▶ INSTRUÇÕES DA TAREFA:
Copie sem nenhuma alteração as linhas de todos os registros a seguir. Deixe as imagens fora da resposta.
──────
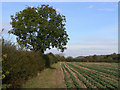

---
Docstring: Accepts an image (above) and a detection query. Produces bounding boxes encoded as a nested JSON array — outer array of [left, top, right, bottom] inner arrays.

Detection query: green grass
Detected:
[[22, 63, 65, 88]]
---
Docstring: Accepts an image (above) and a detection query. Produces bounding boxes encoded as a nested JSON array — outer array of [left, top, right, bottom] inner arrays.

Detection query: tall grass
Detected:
[[2, 41, 57, 88]]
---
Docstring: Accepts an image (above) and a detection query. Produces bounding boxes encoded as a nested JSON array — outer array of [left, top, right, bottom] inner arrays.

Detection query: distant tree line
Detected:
[[56, 53, 120, 63]]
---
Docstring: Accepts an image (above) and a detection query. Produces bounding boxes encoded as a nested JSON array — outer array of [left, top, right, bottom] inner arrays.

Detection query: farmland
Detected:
[[61, 62, 119, 89], [23, 62, 119, 89]]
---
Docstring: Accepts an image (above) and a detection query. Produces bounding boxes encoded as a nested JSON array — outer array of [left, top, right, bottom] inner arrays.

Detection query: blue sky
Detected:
──────
▶ RESULTADO DO EXERCÍCIO:
---
Docstring: Accepts an image (above) and a detection query. Produces bounding boxes encoded as a nested JSON array — outer array of [left, top, right, bottom] inner arrays.

Detection query: green grass
Detected:
[[22, 63, 65, 88]]
---
Docstring: Accepts an image (above) and a detection query. Produces bounding boxes encoded as a nested JSON array — outer array of [left, top, right, bottom] inner arrays.

Detection query: tall grass
Detected:
[[2, 41, 57, 88]]
---
Docstring: Accepts an image (above) and a detection query. Produces bounding boxes encoded as a nested JSON array — outer array of [left, top, right, bottom] inner arrays.

Detection query: distant tree line
Detected:
[[56, 53, 120, 63]]
---
Docstring: Accepts an image (above) and a detection query. Produces bounding boxes encoded as a nested JSON array — outer array of [left, top, right, bottom] inner arrays.

Detection query: farmland
Detected:
[[61, 62, 119, 89], [23, 62, 119, 89]]
---
Docstring: Accepts an image (above) and a detection query. Produces bounding boxes encoded as a nested JSON array — outer array of [left, top, right, bottom] inner arrays.

Detection query: blue sky
Detected:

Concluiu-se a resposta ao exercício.